[Saved entries]
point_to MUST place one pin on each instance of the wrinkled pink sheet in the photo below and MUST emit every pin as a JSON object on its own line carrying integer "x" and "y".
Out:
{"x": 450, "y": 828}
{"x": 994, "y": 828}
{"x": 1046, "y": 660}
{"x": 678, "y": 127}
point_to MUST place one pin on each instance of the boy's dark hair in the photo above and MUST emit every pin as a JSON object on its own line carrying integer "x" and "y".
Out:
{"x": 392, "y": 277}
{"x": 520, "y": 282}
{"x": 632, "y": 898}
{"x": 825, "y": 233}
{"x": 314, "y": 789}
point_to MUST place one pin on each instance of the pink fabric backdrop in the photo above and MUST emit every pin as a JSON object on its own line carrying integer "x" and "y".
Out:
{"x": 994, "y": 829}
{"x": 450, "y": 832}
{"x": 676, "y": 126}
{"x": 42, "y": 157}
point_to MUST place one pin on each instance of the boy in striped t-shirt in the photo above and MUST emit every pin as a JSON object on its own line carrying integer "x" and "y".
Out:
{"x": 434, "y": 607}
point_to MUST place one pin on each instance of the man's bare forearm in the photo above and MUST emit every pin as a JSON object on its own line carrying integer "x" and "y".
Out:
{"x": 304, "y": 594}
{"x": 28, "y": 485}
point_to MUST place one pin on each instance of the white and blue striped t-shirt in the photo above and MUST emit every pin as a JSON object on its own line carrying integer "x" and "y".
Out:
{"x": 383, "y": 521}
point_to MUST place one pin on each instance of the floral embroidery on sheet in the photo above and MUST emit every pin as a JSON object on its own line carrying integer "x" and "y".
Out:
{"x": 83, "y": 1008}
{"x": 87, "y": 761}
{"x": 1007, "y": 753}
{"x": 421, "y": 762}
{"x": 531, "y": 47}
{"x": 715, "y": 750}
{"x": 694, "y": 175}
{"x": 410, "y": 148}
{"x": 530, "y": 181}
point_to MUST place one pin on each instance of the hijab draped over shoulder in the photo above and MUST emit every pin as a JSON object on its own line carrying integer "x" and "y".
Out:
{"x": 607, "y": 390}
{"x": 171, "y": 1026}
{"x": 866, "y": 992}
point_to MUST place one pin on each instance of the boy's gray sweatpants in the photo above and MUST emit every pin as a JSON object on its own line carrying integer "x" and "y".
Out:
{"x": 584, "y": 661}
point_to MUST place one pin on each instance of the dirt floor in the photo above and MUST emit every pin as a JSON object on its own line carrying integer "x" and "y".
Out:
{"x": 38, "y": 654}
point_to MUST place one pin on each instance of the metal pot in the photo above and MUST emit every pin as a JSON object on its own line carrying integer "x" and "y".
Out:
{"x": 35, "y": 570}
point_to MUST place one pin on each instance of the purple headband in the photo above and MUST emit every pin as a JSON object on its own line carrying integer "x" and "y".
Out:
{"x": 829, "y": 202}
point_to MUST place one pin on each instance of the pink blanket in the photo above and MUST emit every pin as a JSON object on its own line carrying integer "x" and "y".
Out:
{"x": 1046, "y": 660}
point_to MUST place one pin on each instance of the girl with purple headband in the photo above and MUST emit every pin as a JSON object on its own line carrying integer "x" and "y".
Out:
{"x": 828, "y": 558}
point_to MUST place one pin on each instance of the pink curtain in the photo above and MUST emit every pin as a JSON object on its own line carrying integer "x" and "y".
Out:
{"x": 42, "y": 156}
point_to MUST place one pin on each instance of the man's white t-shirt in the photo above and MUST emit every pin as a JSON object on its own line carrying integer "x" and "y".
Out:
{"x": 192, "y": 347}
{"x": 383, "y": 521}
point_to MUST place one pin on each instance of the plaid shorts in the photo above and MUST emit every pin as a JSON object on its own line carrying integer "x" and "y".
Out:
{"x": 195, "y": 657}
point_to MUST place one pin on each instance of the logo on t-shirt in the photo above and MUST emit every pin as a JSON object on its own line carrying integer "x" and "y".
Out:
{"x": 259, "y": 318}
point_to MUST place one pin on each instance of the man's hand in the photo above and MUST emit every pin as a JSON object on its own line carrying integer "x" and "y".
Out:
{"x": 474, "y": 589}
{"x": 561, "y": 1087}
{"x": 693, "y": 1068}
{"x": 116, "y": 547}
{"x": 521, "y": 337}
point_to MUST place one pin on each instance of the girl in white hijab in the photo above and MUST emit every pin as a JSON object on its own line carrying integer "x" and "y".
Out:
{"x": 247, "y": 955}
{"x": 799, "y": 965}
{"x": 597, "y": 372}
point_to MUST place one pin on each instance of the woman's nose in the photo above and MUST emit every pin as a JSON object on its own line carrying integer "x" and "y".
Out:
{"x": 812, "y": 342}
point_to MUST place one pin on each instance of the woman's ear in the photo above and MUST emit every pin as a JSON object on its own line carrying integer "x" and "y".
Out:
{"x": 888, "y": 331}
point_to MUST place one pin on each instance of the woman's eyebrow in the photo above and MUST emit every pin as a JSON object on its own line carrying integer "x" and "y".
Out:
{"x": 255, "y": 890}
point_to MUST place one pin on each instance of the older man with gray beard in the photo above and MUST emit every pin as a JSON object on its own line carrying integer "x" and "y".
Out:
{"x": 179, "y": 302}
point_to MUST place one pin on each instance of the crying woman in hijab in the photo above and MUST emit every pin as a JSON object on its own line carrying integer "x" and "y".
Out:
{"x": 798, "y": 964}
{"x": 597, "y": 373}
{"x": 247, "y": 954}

— Instructions to follow —
From the entries, copy every line in which the string "white" can be found.

— Exercise result —
point_to MUST place one pin on each instance of the white and blue striped t-shirt in the photo above and MUST emit every pin as a JSON object on its own line carrying integer "x" and "y".
point_to MUST place one pin on each instance of the man's white t-shirt in the photo above and MUST emit every pin as a JSON object on its own line carrying integer "x" and "y".
point_to MUST place one pin on each instance of the girl in white hijab in the photo above and MUST emit every pin as a JSON object on its own line carrying integer "x" and "y".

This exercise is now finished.